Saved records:

.....

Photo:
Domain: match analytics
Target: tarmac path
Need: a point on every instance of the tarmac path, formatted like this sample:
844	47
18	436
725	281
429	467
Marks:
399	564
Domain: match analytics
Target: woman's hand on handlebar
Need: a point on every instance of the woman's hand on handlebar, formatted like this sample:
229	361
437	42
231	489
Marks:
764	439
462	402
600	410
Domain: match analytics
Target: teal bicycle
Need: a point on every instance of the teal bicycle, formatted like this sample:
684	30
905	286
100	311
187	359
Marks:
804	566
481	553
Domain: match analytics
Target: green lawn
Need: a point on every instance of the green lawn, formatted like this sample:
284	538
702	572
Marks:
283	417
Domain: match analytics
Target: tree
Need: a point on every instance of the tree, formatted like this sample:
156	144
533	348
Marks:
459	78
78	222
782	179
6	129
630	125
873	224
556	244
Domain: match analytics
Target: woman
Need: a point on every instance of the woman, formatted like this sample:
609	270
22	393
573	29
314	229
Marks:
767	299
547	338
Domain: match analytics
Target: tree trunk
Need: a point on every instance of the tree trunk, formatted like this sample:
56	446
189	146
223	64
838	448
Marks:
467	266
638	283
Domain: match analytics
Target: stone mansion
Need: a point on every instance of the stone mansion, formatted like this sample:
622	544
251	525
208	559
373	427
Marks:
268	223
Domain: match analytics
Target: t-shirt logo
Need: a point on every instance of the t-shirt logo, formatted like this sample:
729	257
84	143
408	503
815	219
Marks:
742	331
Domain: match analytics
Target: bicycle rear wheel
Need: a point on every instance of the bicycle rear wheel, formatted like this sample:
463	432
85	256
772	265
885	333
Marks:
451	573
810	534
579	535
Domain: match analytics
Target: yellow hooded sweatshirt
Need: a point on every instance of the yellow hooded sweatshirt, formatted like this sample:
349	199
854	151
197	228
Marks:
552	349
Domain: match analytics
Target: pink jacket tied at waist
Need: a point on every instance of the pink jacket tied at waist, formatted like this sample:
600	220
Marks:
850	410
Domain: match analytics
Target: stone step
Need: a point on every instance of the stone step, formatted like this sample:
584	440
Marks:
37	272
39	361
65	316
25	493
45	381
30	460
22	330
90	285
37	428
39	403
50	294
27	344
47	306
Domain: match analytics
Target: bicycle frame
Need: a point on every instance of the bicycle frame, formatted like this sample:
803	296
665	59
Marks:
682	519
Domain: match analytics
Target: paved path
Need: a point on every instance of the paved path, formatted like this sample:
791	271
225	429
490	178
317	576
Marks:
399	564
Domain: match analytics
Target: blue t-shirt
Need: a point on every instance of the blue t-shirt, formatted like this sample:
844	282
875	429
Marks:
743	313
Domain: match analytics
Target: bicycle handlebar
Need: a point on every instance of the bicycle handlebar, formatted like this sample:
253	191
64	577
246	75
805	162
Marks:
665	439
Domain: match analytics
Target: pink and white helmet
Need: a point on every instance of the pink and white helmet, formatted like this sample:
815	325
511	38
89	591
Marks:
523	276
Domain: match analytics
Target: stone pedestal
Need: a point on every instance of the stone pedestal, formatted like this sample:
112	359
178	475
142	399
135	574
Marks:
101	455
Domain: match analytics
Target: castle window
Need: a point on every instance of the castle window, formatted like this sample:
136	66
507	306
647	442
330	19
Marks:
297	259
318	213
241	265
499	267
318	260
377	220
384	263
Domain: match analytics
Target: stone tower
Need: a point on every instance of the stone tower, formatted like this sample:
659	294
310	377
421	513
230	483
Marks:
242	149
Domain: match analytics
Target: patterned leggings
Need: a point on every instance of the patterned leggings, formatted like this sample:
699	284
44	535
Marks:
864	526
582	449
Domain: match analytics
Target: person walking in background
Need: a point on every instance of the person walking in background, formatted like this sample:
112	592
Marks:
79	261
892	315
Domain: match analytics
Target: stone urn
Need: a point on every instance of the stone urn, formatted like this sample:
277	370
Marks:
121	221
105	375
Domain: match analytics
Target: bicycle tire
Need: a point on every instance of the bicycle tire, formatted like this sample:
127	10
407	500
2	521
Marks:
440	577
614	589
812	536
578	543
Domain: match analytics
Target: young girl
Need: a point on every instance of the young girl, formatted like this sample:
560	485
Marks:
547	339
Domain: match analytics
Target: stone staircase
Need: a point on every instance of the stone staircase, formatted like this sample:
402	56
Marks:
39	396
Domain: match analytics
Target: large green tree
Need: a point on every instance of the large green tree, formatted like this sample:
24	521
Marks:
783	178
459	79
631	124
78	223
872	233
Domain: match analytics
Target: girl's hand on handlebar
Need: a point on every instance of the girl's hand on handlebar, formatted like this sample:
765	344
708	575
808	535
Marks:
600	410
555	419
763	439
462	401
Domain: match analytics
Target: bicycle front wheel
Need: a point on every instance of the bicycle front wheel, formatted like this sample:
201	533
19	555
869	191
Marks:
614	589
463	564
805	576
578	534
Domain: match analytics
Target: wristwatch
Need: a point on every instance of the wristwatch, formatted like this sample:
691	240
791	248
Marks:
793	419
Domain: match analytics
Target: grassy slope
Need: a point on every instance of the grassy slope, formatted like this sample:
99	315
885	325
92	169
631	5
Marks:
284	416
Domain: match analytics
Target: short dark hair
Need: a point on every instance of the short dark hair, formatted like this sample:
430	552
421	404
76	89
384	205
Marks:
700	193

.....

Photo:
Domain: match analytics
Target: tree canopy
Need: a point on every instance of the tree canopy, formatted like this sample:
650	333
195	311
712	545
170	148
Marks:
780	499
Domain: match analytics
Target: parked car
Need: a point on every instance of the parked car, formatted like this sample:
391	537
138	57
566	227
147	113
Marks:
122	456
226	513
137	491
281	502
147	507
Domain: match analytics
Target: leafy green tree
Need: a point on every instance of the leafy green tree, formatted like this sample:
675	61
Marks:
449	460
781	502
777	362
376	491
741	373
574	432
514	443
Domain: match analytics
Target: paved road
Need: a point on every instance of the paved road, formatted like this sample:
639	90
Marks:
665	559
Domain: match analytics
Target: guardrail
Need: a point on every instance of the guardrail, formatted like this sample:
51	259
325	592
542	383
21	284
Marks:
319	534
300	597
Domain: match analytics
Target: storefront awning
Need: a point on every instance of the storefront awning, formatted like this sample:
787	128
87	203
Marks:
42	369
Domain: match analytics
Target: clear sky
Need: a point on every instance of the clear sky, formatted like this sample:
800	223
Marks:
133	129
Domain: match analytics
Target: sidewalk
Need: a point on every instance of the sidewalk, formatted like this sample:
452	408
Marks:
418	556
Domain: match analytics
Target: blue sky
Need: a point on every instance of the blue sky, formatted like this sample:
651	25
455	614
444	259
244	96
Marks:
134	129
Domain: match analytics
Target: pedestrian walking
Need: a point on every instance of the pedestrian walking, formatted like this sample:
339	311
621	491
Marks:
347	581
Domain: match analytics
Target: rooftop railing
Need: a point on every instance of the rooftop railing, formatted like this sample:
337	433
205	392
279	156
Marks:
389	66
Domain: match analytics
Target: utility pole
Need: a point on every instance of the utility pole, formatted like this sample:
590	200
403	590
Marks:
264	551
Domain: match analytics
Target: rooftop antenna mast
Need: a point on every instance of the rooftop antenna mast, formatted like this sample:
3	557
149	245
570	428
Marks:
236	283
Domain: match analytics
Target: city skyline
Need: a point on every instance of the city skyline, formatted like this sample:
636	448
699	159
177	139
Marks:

.....

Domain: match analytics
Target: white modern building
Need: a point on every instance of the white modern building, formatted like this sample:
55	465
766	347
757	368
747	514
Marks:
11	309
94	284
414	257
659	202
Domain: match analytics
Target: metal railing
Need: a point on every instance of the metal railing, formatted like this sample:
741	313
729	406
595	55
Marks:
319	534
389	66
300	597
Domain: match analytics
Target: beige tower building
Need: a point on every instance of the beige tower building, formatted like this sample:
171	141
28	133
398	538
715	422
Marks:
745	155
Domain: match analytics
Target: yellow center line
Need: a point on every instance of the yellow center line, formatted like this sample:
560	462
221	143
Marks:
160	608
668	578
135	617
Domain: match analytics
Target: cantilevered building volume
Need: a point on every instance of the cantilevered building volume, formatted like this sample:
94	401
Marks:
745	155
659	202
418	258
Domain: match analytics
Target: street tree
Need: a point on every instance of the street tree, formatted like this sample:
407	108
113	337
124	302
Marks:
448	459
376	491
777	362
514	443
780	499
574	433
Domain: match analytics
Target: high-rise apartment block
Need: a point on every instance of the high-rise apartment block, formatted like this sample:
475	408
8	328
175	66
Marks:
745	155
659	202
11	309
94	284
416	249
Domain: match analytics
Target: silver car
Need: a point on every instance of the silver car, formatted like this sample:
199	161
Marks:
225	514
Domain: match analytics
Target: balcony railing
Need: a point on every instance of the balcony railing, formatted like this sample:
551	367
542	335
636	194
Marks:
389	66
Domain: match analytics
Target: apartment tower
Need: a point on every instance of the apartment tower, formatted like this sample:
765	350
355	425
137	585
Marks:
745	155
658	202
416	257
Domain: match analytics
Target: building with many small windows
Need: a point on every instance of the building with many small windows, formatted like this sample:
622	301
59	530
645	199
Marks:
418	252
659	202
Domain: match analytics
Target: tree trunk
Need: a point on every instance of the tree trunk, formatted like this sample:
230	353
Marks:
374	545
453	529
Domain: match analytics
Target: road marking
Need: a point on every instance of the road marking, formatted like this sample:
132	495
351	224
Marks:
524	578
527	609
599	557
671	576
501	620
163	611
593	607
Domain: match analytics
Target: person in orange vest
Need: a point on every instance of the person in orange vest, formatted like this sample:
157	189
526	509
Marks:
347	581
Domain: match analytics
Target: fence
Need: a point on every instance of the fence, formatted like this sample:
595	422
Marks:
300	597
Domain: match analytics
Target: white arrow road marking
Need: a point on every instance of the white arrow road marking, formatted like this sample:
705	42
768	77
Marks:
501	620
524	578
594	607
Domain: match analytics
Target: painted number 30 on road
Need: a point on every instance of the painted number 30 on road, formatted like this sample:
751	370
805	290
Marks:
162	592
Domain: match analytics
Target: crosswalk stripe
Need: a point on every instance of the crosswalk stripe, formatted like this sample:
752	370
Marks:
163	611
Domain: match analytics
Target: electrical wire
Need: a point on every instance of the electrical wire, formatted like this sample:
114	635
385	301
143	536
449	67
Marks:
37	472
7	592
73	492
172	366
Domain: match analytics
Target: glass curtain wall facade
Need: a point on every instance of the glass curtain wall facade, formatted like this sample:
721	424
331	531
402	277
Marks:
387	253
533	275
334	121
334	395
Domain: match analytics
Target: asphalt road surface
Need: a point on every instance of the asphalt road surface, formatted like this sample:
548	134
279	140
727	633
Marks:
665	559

.....

* [Exercise details]
Locate each line in the listing that contains the string "pedestal" and copy those lines. The match is case-sensitive.

* [Answer to the problem]
Target: stone pedestal
Need: a point on every instance of the stone pedestal, formatted like this sample:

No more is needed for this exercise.